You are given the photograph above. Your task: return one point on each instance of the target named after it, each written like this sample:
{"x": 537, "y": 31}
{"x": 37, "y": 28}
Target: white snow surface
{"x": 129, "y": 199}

- **REQUIREMENTS**:
Reproduce all of the material above verbatim, line for line, changing nothing.

- **FULL OUTPUT**:
You are given the photograph above. Your task: return one point on each instance of the target named after it, each written like this sample:
{"x": 537, "y": 31}
{"x": 37, "y": 28}
Target: white snow surface
{"x": 129, "y": 199}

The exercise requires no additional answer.